Dataset excerpts on object pointing
════════════════════

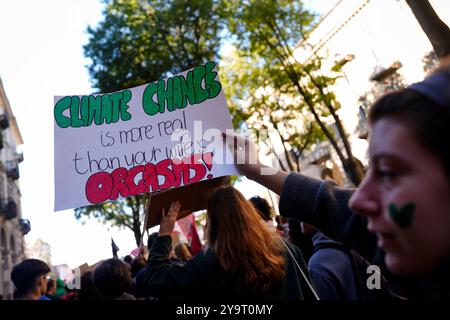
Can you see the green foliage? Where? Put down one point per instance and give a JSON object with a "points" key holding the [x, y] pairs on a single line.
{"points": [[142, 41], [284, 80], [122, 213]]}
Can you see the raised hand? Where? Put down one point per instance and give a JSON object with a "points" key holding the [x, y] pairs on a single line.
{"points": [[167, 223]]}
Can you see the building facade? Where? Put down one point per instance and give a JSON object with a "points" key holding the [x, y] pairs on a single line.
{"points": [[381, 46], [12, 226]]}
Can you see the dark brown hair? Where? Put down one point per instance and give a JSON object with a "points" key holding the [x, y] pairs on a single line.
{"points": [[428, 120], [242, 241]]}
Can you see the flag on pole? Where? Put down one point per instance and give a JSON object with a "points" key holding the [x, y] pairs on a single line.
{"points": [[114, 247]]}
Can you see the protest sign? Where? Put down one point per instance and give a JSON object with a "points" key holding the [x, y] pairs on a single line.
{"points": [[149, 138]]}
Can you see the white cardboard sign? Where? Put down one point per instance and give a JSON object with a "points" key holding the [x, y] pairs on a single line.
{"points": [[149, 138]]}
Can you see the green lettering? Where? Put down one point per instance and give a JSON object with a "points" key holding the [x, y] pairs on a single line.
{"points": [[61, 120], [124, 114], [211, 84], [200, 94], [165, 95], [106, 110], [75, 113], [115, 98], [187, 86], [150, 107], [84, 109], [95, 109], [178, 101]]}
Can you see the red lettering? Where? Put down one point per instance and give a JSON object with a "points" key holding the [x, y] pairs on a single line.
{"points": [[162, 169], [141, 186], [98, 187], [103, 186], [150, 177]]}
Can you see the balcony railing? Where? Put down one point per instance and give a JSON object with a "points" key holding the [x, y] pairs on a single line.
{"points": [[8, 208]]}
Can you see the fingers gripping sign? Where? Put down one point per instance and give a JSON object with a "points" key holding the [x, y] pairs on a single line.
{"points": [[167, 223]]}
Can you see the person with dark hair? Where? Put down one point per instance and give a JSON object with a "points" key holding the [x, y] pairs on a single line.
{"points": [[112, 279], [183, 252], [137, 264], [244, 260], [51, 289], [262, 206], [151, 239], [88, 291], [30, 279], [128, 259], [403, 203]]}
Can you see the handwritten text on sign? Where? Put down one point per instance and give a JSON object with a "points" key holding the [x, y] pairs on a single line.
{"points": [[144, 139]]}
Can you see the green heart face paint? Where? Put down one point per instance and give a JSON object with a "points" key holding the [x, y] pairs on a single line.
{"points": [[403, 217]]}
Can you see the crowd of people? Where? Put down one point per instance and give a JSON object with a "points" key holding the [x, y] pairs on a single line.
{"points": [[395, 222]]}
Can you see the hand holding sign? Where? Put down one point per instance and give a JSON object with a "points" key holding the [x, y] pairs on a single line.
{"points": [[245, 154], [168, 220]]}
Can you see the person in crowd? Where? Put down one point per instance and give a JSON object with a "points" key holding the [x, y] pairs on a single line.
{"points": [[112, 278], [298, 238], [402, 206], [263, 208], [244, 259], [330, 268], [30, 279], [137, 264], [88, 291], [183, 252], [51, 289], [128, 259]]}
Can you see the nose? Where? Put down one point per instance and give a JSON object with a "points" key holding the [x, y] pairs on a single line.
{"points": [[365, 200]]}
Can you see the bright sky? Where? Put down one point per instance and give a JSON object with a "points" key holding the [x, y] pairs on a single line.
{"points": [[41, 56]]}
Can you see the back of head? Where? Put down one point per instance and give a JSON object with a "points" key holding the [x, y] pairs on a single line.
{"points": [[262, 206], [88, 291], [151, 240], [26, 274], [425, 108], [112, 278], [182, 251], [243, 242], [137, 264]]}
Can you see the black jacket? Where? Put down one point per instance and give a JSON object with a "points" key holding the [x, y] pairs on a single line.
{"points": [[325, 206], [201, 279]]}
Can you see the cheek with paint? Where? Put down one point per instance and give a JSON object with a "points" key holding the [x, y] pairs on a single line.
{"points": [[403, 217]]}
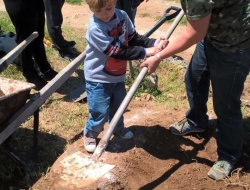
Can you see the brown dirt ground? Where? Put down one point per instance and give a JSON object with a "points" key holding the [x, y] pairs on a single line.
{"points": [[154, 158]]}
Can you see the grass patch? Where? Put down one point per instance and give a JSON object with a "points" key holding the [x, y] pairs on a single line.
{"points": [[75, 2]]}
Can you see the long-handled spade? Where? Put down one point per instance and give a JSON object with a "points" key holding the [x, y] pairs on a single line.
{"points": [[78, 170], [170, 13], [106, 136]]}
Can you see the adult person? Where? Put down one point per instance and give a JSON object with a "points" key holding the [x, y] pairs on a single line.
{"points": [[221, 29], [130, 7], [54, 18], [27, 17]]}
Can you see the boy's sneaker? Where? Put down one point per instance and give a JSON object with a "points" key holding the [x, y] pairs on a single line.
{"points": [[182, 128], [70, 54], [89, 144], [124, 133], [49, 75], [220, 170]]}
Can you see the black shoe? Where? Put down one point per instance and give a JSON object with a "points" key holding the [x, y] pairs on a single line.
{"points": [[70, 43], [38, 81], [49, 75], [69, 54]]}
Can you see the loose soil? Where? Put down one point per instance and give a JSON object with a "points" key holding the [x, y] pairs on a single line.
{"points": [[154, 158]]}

════════════════════

> _What you have to do_:
Please write out the material above, requests included, from the line with "Can you see the cheek" through the end, and shift every x and y coordinate in the answers up by 91. Leave the pictures out.

> _Response_:
Can you see the cheek with paint? Where? Put down one point per instance and give a JSON object with a "points" key holding the [x, y] pairs on a single line.
{"points": [[494, 308]]}
Can you see the brown dirt ground? Where? Put down one point per instance and give a JSON object with a "points" key holding the [x, y] pairs on a single line.
{"points": [[245, 249]]}
Can you see the grass patch? Where? Put down one point per instance and give a JSON object with a "points" key holding the [x, y] pairs on a single line.
{"points": [[166, 93]]}
Can you see the long-handled spade? Where? Put down one point per instance and give a JSON object with a "points" key holding the [x, y] pairs on a single line.
{"points": [[169, 261], [261, 104], [197, 227]]}
Can you see the adult person? Where? Put down one point per instance and give a JSON object with a "points" key holding the [x, y] pairs on a single line.
{"points": [[312, 120], [221, 98], [145, 109], [118, 108]]}
Can you see the boy's sneaker? Where? Put down one point per instance and give a JSON object with a "points" key holding the [x, y] pairs on a single line.
{"points": [[273, 219], [161, 145], [180, 235], [215, 224], [140, 166], [311, 261]]}
Can you see the black shoe? Where? Put down one point per instance and give a JSON object with a "points" key holding the [x, y] pairs on a single line.
{"points": [[161, 134], [129, 172], [140, 166], [160, 145]]}
Can you see the loose soil? Where? Put down one point per instance and give a JSON object with a "points" key holding the [x, y] pairs on a single line.
{"points": [[245, 249]]}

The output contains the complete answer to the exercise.